**Instructions to follow**
Return only the number of lines in the records below where the string "outback" shows up.

**Material for the task**
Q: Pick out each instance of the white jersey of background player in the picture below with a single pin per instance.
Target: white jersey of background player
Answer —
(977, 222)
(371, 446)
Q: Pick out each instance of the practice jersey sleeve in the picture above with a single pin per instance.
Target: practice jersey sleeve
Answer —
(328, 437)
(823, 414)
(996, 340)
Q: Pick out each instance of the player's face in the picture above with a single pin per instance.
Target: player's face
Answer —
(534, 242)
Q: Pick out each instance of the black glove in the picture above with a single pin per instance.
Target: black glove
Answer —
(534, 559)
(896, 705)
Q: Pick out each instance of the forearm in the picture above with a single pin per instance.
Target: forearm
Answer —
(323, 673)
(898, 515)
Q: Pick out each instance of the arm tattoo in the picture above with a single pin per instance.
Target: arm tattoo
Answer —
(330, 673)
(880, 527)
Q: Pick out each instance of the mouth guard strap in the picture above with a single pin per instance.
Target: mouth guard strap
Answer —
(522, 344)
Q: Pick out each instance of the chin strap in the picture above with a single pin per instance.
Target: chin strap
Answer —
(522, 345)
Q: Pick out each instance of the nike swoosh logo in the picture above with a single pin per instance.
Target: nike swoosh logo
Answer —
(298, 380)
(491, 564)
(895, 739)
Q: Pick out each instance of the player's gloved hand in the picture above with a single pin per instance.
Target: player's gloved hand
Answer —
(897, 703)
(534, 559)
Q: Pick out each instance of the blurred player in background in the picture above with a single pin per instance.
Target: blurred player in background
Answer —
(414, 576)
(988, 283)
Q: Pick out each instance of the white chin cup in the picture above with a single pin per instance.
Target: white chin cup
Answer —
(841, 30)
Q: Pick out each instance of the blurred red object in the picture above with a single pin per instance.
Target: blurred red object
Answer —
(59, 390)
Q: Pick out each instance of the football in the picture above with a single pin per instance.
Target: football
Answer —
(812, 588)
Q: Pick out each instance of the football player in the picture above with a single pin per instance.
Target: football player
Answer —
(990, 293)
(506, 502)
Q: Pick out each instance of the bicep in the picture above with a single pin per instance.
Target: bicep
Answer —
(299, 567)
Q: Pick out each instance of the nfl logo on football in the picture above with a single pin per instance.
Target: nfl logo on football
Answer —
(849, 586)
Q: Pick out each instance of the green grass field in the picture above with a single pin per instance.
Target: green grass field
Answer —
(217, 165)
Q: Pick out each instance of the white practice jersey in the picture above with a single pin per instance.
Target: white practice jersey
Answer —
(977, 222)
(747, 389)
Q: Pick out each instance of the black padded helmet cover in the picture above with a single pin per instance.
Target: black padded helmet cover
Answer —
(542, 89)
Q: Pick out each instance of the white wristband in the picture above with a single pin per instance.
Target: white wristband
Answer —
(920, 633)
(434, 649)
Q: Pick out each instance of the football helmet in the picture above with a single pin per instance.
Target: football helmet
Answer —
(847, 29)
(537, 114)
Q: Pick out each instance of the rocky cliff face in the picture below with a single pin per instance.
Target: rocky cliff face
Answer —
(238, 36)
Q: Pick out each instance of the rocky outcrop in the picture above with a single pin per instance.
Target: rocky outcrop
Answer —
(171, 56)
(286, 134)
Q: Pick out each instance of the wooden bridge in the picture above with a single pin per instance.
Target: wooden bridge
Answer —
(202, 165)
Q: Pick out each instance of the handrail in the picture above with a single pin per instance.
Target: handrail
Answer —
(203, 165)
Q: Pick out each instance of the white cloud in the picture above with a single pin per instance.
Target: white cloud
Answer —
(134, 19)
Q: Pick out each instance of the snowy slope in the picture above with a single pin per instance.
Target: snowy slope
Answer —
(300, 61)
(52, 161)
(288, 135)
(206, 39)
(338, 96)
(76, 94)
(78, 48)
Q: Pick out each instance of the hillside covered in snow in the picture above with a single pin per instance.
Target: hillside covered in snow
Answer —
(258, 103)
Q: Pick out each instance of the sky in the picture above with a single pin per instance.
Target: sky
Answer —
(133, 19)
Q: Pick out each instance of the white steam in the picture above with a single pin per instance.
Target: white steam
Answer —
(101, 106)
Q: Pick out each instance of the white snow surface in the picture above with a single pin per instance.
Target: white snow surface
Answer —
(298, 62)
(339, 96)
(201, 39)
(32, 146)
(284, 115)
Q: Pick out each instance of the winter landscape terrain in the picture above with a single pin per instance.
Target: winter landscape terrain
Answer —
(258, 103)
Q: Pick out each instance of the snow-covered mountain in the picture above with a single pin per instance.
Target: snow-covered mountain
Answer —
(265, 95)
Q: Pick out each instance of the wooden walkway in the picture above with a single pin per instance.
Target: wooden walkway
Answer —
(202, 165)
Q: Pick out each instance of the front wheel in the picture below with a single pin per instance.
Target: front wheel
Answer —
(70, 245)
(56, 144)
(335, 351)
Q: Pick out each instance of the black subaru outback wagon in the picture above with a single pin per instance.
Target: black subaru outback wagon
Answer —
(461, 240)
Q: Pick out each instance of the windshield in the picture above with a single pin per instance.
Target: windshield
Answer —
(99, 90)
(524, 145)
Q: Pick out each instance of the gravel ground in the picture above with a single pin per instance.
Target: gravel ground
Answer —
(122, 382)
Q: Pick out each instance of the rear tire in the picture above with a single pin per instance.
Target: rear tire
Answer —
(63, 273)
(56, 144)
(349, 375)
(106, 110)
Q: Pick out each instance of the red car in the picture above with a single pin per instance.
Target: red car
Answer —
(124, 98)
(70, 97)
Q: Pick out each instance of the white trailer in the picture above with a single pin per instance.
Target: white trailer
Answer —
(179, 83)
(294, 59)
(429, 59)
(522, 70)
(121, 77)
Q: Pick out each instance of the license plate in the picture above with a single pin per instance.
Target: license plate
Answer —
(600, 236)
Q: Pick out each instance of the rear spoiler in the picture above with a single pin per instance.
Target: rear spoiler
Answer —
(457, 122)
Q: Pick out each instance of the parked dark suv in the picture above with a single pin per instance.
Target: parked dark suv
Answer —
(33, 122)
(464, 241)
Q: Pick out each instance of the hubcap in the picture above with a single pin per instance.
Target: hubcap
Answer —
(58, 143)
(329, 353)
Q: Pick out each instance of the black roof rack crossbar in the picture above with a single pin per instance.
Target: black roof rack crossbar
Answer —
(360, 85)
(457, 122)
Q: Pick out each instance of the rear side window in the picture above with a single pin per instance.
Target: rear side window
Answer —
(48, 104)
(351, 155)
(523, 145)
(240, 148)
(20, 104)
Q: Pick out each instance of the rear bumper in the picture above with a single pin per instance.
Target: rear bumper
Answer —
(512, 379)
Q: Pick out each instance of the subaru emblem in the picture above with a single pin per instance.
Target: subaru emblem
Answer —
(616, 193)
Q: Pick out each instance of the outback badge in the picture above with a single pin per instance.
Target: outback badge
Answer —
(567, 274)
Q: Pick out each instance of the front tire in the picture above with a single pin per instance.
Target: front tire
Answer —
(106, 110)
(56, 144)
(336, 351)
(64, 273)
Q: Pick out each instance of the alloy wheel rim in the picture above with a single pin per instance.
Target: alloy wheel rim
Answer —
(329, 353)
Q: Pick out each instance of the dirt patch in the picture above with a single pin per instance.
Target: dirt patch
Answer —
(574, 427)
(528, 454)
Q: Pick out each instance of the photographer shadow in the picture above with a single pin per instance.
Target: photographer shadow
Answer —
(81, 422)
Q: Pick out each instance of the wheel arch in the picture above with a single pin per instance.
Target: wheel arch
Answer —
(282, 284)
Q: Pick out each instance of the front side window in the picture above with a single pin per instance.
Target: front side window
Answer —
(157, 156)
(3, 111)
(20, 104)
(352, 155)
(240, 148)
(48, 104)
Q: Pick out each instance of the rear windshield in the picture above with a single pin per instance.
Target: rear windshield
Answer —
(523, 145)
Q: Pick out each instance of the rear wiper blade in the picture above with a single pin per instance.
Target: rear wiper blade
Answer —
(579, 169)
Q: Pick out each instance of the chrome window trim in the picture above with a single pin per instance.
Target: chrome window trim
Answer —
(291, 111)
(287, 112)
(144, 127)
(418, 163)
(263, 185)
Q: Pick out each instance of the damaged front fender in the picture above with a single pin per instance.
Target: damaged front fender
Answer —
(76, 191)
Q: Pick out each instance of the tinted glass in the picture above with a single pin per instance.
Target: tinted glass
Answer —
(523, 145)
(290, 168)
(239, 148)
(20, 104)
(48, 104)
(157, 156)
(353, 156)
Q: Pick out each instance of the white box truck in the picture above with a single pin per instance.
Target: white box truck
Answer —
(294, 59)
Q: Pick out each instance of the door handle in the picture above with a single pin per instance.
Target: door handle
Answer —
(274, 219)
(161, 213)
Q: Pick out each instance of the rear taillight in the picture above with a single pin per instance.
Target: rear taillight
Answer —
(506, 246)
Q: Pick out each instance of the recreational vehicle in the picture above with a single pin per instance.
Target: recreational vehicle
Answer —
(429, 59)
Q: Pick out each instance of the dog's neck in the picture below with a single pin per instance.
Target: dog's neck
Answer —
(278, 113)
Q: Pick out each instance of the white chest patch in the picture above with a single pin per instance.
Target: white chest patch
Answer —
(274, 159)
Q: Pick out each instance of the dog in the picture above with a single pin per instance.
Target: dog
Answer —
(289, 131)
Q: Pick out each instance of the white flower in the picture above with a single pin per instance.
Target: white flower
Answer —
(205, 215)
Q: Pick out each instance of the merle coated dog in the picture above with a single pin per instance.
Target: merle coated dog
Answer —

**Exercise response**
4